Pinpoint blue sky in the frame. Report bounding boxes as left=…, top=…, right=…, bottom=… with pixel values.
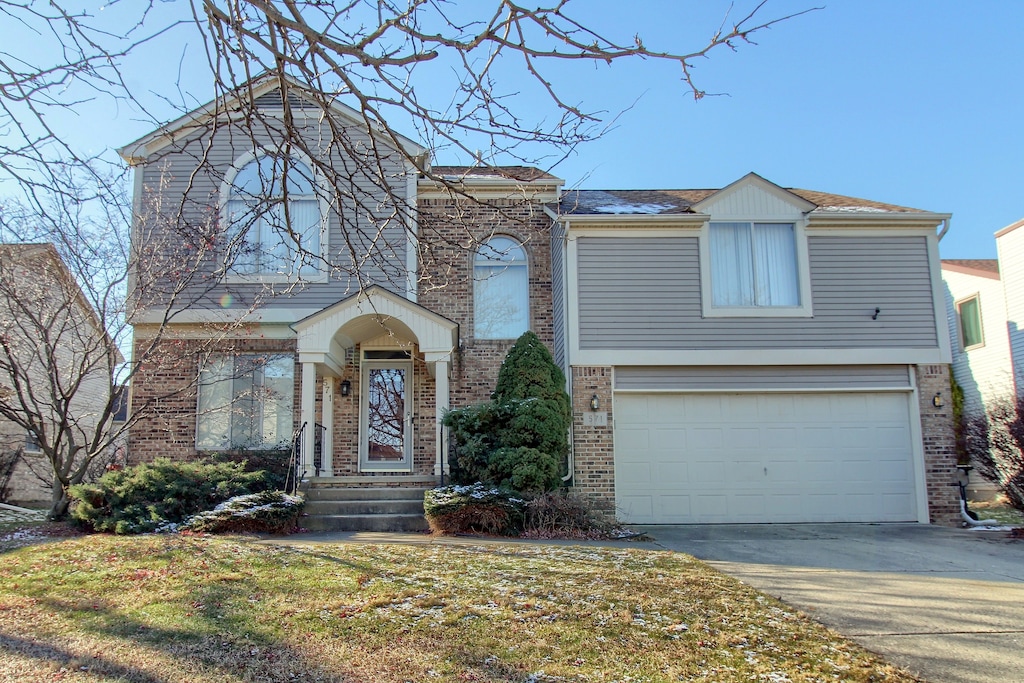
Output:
left=18, top=0, right=1024, bottom=258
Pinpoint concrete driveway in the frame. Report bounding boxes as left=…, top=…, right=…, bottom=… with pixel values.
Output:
left=640, top=524, right=1024, bottom=683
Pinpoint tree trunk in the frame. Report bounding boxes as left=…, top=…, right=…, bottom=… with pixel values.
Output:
left=46, top=481, right=71, bottom=521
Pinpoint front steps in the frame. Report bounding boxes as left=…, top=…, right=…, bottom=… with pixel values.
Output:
left=301, top=484, right=429, bottom=531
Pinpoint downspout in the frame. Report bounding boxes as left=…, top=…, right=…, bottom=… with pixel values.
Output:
left=545, top=207, right=575, bottom=485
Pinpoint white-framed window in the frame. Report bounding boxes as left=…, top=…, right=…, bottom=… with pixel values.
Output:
left=956, top=294, right=985, bottom=351
left=196, top=353, right=295, bottom=451
left=701, top=221, right=811, bottom=316
left=223, top=154, right=323, bottom=278
left=473, top=236, right=529, bottom=339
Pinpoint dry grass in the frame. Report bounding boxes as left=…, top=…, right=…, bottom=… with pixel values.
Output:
left=0, top=536, right=916, bottom=683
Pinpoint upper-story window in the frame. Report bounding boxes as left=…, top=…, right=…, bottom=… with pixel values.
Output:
left=473, top=237, right=529, bottom=339
left=956, top=294, right=985, bottom=351
left=224, top=155, right=322, bottom=276
left=708, top=222, right=807, bottom=314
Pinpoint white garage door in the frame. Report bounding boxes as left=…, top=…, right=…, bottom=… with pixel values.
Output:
left=614, top=393, right=918, bottom=524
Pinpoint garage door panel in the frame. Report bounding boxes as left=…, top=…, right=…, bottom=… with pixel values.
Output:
left=648, top=427, right=686, bottom=452
left=614, top=393, right=916, bottom=523
left=652, top=461, right=690, bottom=483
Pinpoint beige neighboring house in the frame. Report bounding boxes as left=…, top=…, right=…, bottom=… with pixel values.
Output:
left=0, top=244, right=123, bottom=506
left=942, top=220, right=1024, bottom=415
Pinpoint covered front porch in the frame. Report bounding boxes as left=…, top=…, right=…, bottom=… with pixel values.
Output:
left=294, top=286, right=459, bottom=486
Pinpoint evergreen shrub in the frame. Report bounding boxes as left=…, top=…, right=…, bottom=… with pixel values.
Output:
left=69, top=458, right=267, bottom=533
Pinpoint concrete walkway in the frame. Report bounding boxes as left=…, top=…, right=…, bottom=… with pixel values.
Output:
left=641, top=524, right=1024, bottom=683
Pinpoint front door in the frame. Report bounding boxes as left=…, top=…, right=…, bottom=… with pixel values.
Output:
left=359, top=359, right=413, bottom=472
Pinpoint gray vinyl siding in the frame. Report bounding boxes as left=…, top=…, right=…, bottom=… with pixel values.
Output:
left=615, top=366, right=910, bottom=391
left=136, top=95, right=407, bottom=308
left=551, top=221, right=568, bottom=371
left=578, top=237, right=938, bottom=350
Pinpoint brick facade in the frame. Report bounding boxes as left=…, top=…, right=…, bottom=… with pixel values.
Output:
left=914, top=365, right=961, bottom=526
left=572, top=365, right=961, bottom=526
left=419, top=199, right=554, bottom=408
left=572, top=368, right=615, bottom=515
left=128, top=338, right=301, bottom=464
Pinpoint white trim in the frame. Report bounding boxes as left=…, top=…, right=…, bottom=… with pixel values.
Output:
left=217, top=145, right=333, bottom=285
left=927, top=234, right=954, bottom=364
left=321, top=375, right=335, bottom=476
left=561, top=213, right=711, bottom=228
left=690, top=172, right=817, bottom=213
left=131, top=315, right=321, bottom=331
left=357, top=358, right=416, bottom=472
left=469, top=232, right=532, bottom=341
left=571, top=347, right=949, bottom=367
left=697, top=216, right=814, bottom=317
left=117, top=74, right=429, bottom=166
left=908, top=368, right=931, bottom=524
left=406, top=164, right=420, bottom=302
left=565, top=234, right=581, bottom=374
left=804, top=224, right=950, bottom=238
left=953, top=292, right=985, bottom=353
left=572, top=224, right=707, bottom=238
left=807, top=209, right=952, bottom=227
left=614, top=385, right=912, bottom=393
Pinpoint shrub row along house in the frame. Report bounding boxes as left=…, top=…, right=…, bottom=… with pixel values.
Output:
left=121, top=80, right=957, bottom=523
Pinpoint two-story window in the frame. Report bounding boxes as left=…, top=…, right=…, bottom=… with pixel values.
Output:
left=224, top=155, right=323, bottom=276
left=473, top=236, right=529, bottom=339
left=196, top=353, right=295, bottom=451
left=703, top=221, right=810, bottom=315
left=956, top=294, right=985, bottom=351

== Do this ==
Please lay out every line of the entries above as a Markdown table with the columns Row and Line, numbering each row, skipping blank lines and leaving out the pictures.

== Written answer ==
| Row | Line |
|---|---|
| 1 | Pinpoint blue sky in the frame. Report bounding boxes as left=…, top=…, right=…, bottom=… with pixel values. |
| 2 | Output: |
| 3 | left=18, top=0, right=1024, bottom=258 |
| 4 | Pinpoint concrete driveway in the frame. Report bounding boxes as left=…, top=…, right=…, bottom=… with pixel values. |
| 5 | Output: |
| 6 | left=640, top=524, right=1024, bottom=683 |
| 7 | Pinpoint tree trunk in the frame. Report bounding boxes as left=…, top=…, right=…, bottom=… with pixel values. |
| 8 | Output: |
| 9 | left=46, top=481, right=71, bottom=521 |
| 10 | Pinpoint front steps in the frame. Report bounding boxes as left=…, top=…, right=…, bottom=… with pixel values. |
| 11 | Output: |
| 12 | left=301, top=484, right=429, bottom=531 |
| 13 | Pinpoint downspout in the frame. Report bounding boxes as left=…, top=…, right=…, bottom=… with pixel values. |
| 14 | Output: |
| 15 | left=545, top=207, right=575, bottom=485 |
| 16 | Pinpoint white-framed window in the frame. Report bounding boxes as left=…, top=…, right=…, bottom=… with pixel values. |
| 17 | Output: |
| 18 | left=956, top=294, right=985, bottom=351 |
| 19 | left=196, top=353, right=295, bottom=451 |
| 20 | left=701, top=221, right=811, bottom=316 |
| 21 | left=223, top=154, right=323, bottom=278 |
| 22 | left=473, top=236, right=529, bottom=339 |
| 23 | Pinpoint dry grass in the frame. Report bounding boxes as left=…, top=…, right=…, bottom=… with pixel values. |
| 24 | Output: |
| 25 | left=0, top=536, right=916, bottom=683 |
| 26 | Pinpoint upper-story window in the frame. Report bounding boxes as left=…, top=…, right=…, bottom=… with pixel values. |
| 27 | Output: |
| 28 | left=473, top=237, right=529, bottom=339 |
| 29 | left=956, top=294, right=985, bottom=351 |
| 30 | left=224, top=155, right=322, bottom=276 |
| 31 | left=708, top=222, right=807, bottom=314 |
| 32 | Pinpoint white garage door in the frame. Report bounding boxes as left=…, top=…, right=…, bottom=… with pixel values. |
| 33 | Output: |
| 34 | left=614, top=393, right=918, bottom=524 |
| 35 | Pinpoint garage door panel in the frame. Report bounding boxes as left=…, top=…, right=…, bottom=… with pixel values. |
| 36 | Output: |
| 37 | left=648, top=427, right=686, bottom=452 |
| 38 | left=614, top=393, right=916, bottom=523 |
| 39 | left=652, top=461, right=690, bottom=483 |
| 40 | Pinpoint beige neighboring house in the frame. Report bounding boxes as left=…, top=…, right=…, bottom=… with pixel values. |
| 41 | Output: |
| 42 | left=0, top=244, right=123, bottom=506 |
| 43 | left=942, top=220, right=1024, bottom=415 |
| 44 | Pinpoint covered front porch in the frame. Report bounding boxes as left=…, top=…, right=…, bottom=… with pixel values. |
| 45 | Output: |
| 46 | left=294, top=286, right=459, bottom=486 |
| 47 | Pinpoint evergreen shrub in the frame. Report bounding boxes as left=…, top=…, right=…, bottom=… with pixel values. |
| 48 | Output: |
| 49 | left=69, top=458, right=267, bottom=533 |
| 50 | Pinpoint concrete walkway in the frame. Report bounding boxes as left=…, top=…, right=…, bottom=… with pixel values. |
| 51 | Output: |
| 52 | left=641, top=524, right=1024, bottom=683 |
| 53 | Pinpoint front door in the frame. Report bounding boxes as left=…, top=…, right=…, bottom=… with pixel values. |
| 54 | Output: |
| 55 | left=359, top=359, right=413, bottom=472 |
| 56 | Pinpoint gray vinyl siding in the frame. Report bounding boxes as left=…, top=…, right=…, bottom=… with pixel values. |
| 57 | Output: |
| 58 | left=615, top=366, right=910, bottom=391 |
| 59 | left=136, top=95, right=407, bottom=308 |
| 60 | left=551, top=221, right=568, bottom=371 |
| 61 | left=578, top=237, right=938, bottom=350 |
| 62 | Pinpoint brick facade in the frame. Report bounding boxes as left=…, top=…, right=…, bottom=… with pixel values. |
| 63 | Output: |
| 64 | left=914, top=365, right=961, bottom=526 |
| 65 | left=572, top=365, right=961, bottom=526 |
| 66 | left=419, top=199, right=554, bottom=408 |
| 67 | left=572, top=368, right=615, bottom=515 |
| 68 | left=128, top=338, right=301, bottom=464 |
| 69 | Pinpoint white trim in the frame. Report bounding boxes as left=…, top=…, right=…, bottom=… with pixel values. |
| 70 | Output: |
| 71 | left=217, top=145, right=333, bottom=285 |
| 72 | left=927, top=234, right=954, bottom=364 |
| 73 | left=321, top=375, right=335, bottom=476 |
| 74 | left=561, top=213, right=711, bottom=228 |
| 75 | left=690, top=172, right=817, bottom=213 |
| 76 | left=131, top=315, right=321, bottom=331 |
| 77 | left=357, top=358, right=416, bottom=472 |
| 78 | left=469, top=232, right=532, bottom=341 |
| 79 | left=571, top=347, right=949, bottom=367 |
| 80 | left=697, top=216, right=814, bottom=317 |
| 81 | left=117, top=74, right=429, bottom=166 |
| 82 | left=908, top=368, right=931, bottom=524 |
| 83 | left=406, top=164, right=420, bottom=302 |
| 84 | left=565, top=234, right=581, bottom=374 |
| 85 | left=804, top=224, right=950, bottom=238 |
| 86 | left=953, top=292, right=985, bottom=353 |
| 87 | left=572, top=224, right=707, bottom=238 |
| 88 | left=807, top=209, right=952, bottom=227 |
| 89 | left=614, top=385, right=912, bottom=393 |
| 90 | Pinpoint shrub row along house in the frame. Report bounding boxes as left=…, top=…, right=…, bottom=… with pixel values. |
| 91 | Output: |
| 92 | left=121, top=80, right=957, bottom=523 |
| 93 | Pinpoint two-story window in the frame. Report bounding boxes as left=…, top=…, right=…, bottom=… with pixel values. |
| 94 | Output: |
| 95 | left=224, top=155, right=323, bottom=276 |
| 96 | left=473, top=236, right=529, bottom=339 |
| 97 | left=196, top=353, right=295, bottom=451 |
| 98 | left=703, top=221, right=810, bottom=315 |
| 99 | left=956, top=294, right=985, bottom=351 |